Excerpts of pointing data -
▶
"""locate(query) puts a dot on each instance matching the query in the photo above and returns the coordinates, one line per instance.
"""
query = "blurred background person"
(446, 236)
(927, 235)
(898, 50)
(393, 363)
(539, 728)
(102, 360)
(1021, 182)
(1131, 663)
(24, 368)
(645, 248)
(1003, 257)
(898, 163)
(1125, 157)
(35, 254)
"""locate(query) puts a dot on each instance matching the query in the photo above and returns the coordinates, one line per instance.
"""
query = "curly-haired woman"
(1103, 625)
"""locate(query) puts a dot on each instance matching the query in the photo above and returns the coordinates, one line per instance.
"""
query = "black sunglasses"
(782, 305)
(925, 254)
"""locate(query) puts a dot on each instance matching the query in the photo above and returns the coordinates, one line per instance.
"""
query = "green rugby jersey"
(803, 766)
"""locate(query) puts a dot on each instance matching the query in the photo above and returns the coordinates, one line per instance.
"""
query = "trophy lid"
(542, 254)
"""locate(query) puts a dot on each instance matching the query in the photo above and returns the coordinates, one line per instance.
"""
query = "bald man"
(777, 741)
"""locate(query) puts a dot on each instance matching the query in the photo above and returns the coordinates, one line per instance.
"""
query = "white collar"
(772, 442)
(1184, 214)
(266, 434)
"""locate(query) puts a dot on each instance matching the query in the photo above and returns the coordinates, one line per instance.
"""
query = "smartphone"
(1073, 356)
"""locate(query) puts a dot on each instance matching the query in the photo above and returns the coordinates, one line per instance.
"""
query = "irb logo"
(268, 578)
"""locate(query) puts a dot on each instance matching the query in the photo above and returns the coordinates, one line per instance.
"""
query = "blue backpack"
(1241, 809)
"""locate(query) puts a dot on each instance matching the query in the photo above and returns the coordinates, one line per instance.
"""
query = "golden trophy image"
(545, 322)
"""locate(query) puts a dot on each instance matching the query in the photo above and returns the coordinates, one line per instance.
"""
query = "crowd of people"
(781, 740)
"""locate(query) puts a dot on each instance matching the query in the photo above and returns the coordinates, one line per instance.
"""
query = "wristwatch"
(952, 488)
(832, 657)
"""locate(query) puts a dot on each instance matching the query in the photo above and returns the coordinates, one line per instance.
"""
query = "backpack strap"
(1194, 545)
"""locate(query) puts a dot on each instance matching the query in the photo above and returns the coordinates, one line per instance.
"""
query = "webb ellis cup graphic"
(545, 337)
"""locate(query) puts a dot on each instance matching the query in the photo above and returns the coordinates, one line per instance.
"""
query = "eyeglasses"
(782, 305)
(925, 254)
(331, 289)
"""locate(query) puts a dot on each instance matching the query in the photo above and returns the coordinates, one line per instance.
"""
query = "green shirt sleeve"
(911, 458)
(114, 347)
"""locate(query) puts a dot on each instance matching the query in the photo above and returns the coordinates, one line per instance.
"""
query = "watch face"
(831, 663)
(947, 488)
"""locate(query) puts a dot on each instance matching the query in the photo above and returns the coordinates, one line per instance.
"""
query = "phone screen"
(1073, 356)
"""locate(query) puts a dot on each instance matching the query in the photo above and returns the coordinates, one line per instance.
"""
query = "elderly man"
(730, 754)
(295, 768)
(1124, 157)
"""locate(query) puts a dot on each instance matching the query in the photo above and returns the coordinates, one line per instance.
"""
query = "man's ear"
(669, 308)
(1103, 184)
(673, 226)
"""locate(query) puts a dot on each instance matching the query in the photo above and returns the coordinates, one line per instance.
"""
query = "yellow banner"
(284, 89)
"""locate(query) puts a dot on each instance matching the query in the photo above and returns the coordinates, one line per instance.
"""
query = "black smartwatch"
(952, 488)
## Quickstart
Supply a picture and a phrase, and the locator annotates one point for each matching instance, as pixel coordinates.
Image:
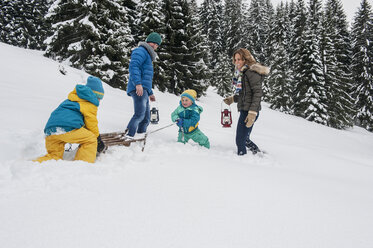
◀
Copy out each line of the records above that contains the string "green".

Exercise solution -
query = "green rugby jersey"
query = "green shirt sleeve"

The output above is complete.